--- START DOCUMENT SEGMENT ---

On June 12, 2007, as part of a series of farewell speeches during his final days as prime minister of the United Kingdom, Tony Blair spoke on “the challenge of the changing nature of communication on politics and the media” at the Reuters Institute. The following excerpt, lightly edited for clarity, is taken from his published remarks.
I should say some preliminaries at the outset. This is not my response to the latest whacking from bits of the media, it is not a whine about how unfair it all is. As I always say, it is an immense privilege to do this job and if the worst that happens is harsh media coverage, it is a small price to pay. And anyway, like it or not — and some do and some don’t — I have won three elections and I am still standing as I leave office. So this speech is not a complaint, it is an argument.
Also as a result of being at the top of the greasy pole for thirteen years, ten of them as prime minister, my life and my work as prime minister and its interaction with the world of communication I think gives me pretty deep experience, again for better or worse.
Let me also say categorically that a free media is a vital part of a free society. You only need to look at where such a free media is absent to know this truth.

--- END DOCUMENT SEGMENT ---
--- START RECORD SET ---

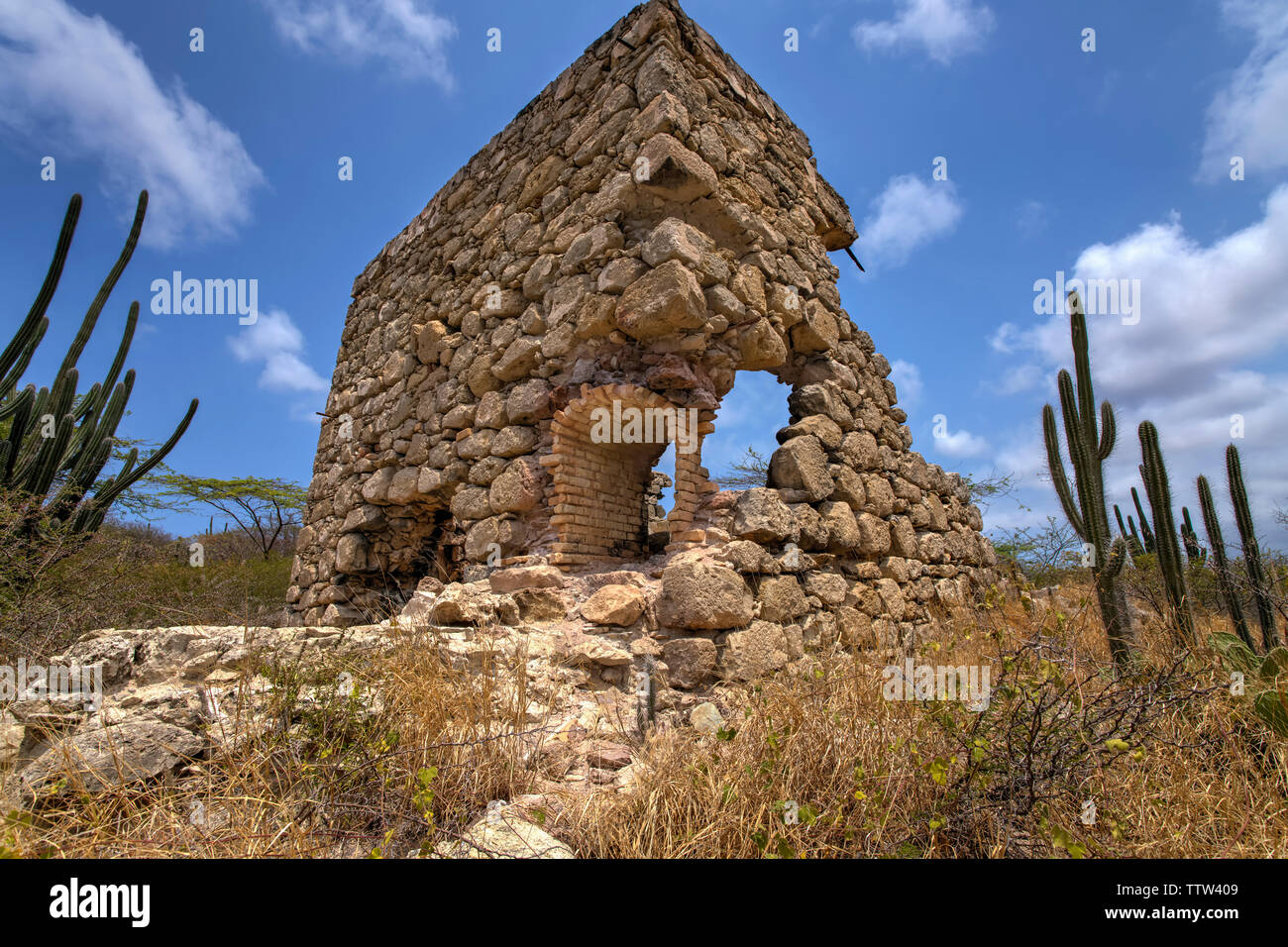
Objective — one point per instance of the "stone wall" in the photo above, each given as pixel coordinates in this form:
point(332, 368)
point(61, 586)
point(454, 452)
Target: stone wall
point(651, 224)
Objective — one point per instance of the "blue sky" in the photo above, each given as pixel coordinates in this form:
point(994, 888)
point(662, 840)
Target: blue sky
point(1106, 163)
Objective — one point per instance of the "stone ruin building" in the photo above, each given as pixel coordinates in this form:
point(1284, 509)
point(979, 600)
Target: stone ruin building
point(649, 226)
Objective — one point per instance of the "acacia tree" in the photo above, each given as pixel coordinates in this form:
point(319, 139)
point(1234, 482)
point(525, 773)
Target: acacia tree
point(751, 470)
point(262, 508)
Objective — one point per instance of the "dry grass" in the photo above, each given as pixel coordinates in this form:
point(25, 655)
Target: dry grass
point(403, 762)
point(1196, 776)
point(894, 779)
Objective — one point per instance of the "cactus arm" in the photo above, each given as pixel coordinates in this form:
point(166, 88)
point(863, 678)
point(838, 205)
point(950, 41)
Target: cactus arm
point(1087, 513)
point(1250, 549)
point(1057, 475)
point(11, 382)
point(1150, 545)
point(1223, 567)
point(1159, 493)
point(13, 351)
point(106, 289)
point(1108, 431)
point(1117, 557)
point(104, 497)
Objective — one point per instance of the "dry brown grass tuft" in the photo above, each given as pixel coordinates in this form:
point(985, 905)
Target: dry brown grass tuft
point(812, 763)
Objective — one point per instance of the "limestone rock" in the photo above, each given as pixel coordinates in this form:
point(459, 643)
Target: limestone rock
point(703, 596)
point(613, 604)
point(662, 302)
point(690, 661)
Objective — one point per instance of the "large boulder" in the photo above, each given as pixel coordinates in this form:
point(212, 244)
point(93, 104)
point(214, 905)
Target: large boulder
point(760, 515)
point(761, 648)
point(664, 302)
point(613, 604)
point(781, 598)
point(690, 661)
point(703, 595)
point(802, 466)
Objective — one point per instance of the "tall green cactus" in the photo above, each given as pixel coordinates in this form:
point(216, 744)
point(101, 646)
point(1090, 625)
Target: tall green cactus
point(1128, 532)
point(1194, 553)
point(1089, 447)
point(1250, 551)
point(1150, 545)
point(1159, 493)
point(1225, 581)
point(58, 442)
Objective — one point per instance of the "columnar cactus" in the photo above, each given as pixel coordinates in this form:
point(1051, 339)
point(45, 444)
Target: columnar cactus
point(1194, 553)
point(1159, 493)
point(1250, 551)
point(1089, 447)
point(1216, 543)
point(1128, 532)
point(58, 442)
point(1150, 547)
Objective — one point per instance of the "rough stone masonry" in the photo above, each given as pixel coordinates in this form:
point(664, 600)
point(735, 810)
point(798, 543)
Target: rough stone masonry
point(649, 226)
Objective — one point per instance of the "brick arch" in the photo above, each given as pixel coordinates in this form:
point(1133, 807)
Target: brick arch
point(597, 488)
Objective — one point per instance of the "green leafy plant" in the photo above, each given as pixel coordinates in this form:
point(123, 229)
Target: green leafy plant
point(1265, 680)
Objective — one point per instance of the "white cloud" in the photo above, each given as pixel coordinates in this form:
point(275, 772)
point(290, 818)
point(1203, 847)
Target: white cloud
point(404, 34)
point(909, 214)
point(1020, 377)
point(72, 85)
point(943, 29)
point(1211, 316)
point(1249, 116)
point(961, 444)
point(275, 342)
point(906, 377)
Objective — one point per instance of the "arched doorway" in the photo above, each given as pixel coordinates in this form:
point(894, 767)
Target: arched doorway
point(605, 445)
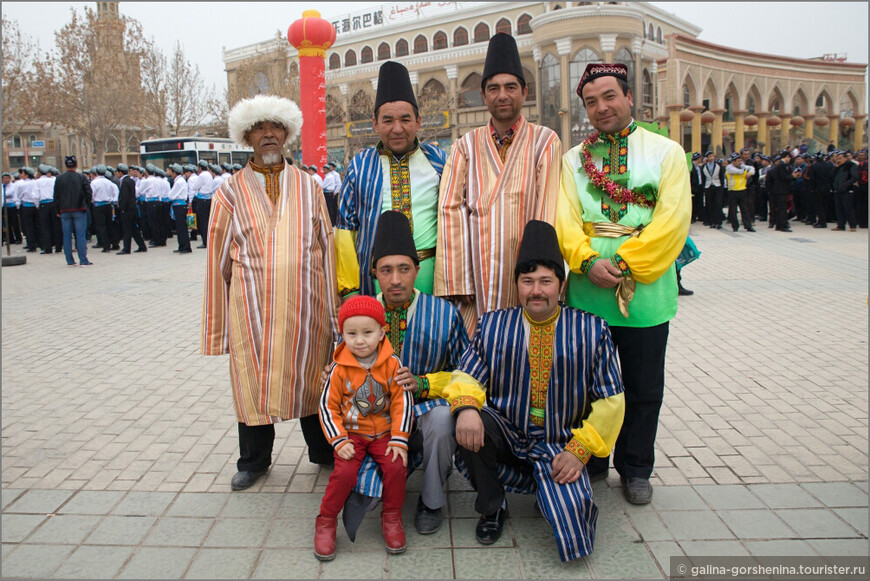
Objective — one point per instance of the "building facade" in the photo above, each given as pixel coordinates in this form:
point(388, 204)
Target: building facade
point(674, 75)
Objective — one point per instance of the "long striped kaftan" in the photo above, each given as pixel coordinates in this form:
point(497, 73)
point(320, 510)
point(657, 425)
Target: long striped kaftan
point(484, 206)
point(270, 297)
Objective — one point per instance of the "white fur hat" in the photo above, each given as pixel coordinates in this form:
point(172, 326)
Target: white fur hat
point(248, 112)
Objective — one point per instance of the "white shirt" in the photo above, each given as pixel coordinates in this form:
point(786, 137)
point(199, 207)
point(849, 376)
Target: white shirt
point(104, 190)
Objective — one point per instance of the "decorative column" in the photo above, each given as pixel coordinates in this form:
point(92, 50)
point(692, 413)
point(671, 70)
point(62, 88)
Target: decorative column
point(312, 35)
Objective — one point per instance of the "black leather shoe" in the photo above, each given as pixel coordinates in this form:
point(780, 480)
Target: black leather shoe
point(637, 490)
point(428, 520)
point(245, 479)
point(489, 527)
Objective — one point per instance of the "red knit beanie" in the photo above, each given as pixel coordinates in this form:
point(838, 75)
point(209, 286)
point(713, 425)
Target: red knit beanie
point(361, 306)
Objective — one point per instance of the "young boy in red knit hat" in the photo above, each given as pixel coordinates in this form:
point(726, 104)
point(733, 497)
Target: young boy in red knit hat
point(364, 409)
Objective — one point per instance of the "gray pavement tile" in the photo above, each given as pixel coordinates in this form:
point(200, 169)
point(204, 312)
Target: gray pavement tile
point(722, 497)
point(34, 561)
point(223, 564)
point(287, 564)
point(238, 532)
point(158, 563)
point(179, 532)
point(202, 504)
point(39, 502)
point(756, 524)
point(625, 561)
point(837, 494)
point(144, 503)
point(94, 563)
point(417, 564)
point(65, 529)
point(15, 527)
point(815, 523)
point(486, 563)
point(121, 530)
point(92, 502)
point(695, 525)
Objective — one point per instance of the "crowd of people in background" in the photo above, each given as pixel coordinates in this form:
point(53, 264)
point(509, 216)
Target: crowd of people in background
point(792, 187)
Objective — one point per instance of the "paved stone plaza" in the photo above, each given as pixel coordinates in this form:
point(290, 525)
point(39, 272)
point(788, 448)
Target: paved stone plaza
point(119, 439)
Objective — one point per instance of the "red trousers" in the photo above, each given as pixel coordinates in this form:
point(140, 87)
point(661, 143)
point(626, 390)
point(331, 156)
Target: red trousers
point(346, 472)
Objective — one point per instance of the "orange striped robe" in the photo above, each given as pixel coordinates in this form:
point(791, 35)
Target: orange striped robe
point(483, 208)
point(270, 297)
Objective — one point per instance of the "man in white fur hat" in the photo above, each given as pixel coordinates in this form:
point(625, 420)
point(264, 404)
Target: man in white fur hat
point(270, 297)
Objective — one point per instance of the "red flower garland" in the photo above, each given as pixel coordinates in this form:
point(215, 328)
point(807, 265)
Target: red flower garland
point(600, 180)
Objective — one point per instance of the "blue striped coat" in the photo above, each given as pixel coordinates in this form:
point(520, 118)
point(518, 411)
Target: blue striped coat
point(585, 368)
point(360, 203)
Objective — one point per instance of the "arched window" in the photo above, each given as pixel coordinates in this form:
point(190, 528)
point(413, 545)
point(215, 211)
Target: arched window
point(469, 93)
point(481, 32)
point(551, 88)
point(460, 37)
point(401, 47)
point(439, 41)
point(420, 44)
point(580, 126)
point(523, 26)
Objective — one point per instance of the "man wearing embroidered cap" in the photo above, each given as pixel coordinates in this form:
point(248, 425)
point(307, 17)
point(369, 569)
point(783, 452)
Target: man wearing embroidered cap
point(270, 297)
point(551, 384)
point(498, 177)
point(400, 174)
point(623, 217)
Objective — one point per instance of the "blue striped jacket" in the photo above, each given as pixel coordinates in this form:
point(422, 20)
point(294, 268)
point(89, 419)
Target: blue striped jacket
point(360, 203)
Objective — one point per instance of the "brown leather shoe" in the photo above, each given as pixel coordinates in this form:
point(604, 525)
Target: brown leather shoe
point(394, 532)
point(324, 537)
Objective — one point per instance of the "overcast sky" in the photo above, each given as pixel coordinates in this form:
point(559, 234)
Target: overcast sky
point(797, 29)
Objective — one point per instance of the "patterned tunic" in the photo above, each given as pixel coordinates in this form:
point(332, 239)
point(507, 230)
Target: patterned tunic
point(270, 297)
point(484, 207)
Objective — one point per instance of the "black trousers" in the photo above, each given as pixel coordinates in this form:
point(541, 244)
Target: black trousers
point(181, 227)
point(203, 211)
point(49, 227)
point(130, 229)
point(739, 199)
point(30, 225)
point(483, 466)
point(642, 358)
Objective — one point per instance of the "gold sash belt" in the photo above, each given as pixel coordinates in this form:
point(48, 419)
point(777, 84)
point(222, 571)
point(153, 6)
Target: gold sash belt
point(626, 286)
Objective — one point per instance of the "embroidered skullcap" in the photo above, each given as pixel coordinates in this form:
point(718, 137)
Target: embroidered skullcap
point(393, 237)
point(248, 112)
point(361, 306)
point(394, 84)
point(539, 245)
point(597, 70)
point(502, 56)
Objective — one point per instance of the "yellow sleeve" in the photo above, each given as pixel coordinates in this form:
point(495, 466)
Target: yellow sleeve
point(652, 253)
point(598, 432)
point(576, 246)
point(463, 391)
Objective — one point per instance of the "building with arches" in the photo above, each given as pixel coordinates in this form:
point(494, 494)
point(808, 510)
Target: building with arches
point(707, 96)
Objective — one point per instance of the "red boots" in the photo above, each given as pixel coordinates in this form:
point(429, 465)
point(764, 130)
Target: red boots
point(324, 538)
point(394, 532)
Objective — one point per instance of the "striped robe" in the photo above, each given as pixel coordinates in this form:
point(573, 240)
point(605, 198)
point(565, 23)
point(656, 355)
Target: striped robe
point(270, 297)
point(583, 355)
point(484, 206)
point(360, 203)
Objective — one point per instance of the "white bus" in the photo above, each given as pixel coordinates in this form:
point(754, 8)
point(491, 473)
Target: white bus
point(184, 150)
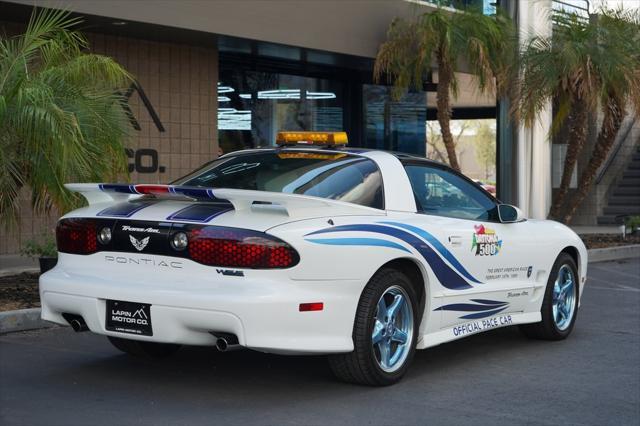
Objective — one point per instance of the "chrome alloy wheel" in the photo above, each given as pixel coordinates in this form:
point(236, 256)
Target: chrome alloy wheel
point(564, 298)
point(393, 329)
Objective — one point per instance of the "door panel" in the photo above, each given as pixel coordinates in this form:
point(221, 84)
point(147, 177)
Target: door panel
point(497, 260)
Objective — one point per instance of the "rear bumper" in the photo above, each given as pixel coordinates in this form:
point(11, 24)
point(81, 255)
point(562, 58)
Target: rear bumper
point(262, 312)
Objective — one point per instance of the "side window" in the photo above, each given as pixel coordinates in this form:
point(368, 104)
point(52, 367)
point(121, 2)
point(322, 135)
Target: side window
point(442, 193)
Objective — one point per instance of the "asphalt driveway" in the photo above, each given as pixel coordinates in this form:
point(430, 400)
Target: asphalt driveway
point(57, 377)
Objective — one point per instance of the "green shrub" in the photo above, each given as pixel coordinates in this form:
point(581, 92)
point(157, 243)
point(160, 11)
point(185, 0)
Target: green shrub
point(43, 247)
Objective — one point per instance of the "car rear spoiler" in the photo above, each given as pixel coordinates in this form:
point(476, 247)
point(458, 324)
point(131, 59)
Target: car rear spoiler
point(241, 199)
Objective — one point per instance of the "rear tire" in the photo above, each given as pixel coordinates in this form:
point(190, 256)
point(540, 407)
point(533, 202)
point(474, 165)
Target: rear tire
point(144, 349)
point(384, 334)
point(559, 308)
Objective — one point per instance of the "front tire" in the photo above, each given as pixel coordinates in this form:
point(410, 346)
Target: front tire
point(143, 349)
point(560, 304)
point(384, 333)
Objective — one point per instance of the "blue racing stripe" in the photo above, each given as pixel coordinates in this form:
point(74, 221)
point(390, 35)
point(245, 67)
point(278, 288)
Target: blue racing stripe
point(469, 307)
point(200, 213)
point(122, 188)
point(488, 302)
point(125, 209)
point(448, 277)
point(358, 242)
point(483, 314)
point(438, 246)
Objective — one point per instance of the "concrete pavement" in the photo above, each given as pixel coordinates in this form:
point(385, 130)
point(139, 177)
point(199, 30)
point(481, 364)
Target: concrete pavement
point(56, 377)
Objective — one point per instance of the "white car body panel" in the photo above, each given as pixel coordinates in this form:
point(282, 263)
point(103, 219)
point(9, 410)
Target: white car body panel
point(341, 246)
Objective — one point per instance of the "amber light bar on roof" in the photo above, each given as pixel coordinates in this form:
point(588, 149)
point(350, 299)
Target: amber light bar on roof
point(312, 138)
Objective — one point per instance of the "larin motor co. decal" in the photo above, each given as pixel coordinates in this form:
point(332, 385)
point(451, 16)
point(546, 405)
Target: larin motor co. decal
point(485, 241)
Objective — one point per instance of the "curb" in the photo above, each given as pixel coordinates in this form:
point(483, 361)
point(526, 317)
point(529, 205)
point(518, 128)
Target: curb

--- END RECORD SET ---

* REQUIRED TASKS:
a – Using the Blair speech excerpt, decide whether each statement agrees with it, and back each yes or no with the deciding words quoted from the excerpt. (i) Blair gave the speech at the Reuters Institute. (ii) Blair presents the speech as a complaint about unfair media coverage. (iii) Blair served as prime minister for thirteen years.
b – According to the Blair speech excerpt, how many elections does Blair say he has won?

* THE RESPONSES:
a –
(i) Yes: "at the Reuters Institute"
(ii) No: "So this speech is not a complaint, it is an argument."
(iii) No: "thirteen years, ten of them as prime minister"

b – Three: "I have won three elections."